- Required task -
Starting with the line that contains "return mask of boat hull" and going on through the last line of the items, turn each nonblank line into a row of a Markdown table with two columns: Row, holding its row number, and Line, holding the line.
>>
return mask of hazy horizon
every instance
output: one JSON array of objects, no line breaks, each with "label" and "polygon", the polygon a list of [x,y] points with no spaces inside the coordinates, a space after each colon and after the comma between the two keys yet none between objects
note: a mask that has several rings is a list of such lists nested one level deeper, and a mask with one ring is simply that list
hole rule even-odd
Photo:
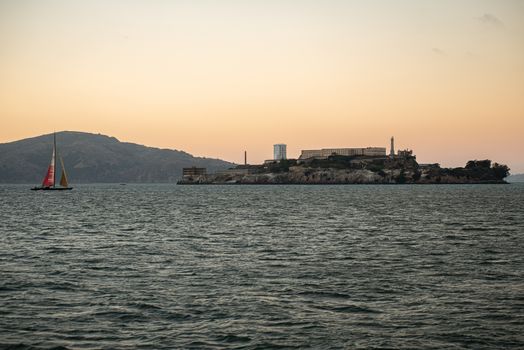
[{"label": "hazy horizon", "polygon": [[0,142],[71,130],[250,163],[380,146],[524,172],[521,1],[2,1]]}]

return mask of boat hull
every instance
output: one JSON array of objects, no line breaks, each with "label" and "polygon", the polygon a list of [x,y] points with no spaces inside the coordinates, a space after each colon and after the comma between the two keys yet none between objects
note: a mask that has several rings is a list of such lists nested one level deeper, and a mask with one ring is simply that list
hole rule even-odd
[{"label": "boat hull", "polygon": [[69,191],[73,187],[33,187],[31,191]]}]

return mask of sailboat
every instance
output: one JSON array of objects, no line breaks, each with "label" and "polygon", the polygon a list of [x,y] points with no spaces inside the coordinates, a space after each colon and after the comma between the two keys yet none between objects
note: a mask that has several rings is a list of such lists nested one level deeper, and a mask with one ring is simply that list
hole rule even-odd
<<
- Answer to the task -
| Row | Line |
|---|---|
| 1 | return mask of boat hull |
| 2 | every instance |
| 3 | output: one JSON array of objects, no line breaks, each with "label" and "polygon", the polygon a list of [x,y] points with no spaces inside the coordinates, a space after each colon and after the comma between the two keys yet none between objects |
| 4 | note: a mask that has several rings is a list of such lists nested one level deeper, and a mask with one ring is simply that list |
| 5 | hole rule even-odd |
| 6 | [{"label": "boat hull", "polygon": [[69,191],[73,187],[33,187],[31,191]]}] |
| 7 | return mask of sailboat |
| 8 | every instance |
| 9 | output: one JSON array of objects, no line breaks, each with "label" and "polygon", the polygon a list of [x,y] points with no spaces inside the coordinates, a space after each colon and after the comma between the two keys yet none between objects |
| 10 | note: a mask that has several rings is a list of such lists nested one level deeper, and a mask with one ring is simply that list |
| 11 | hole rule even-odd |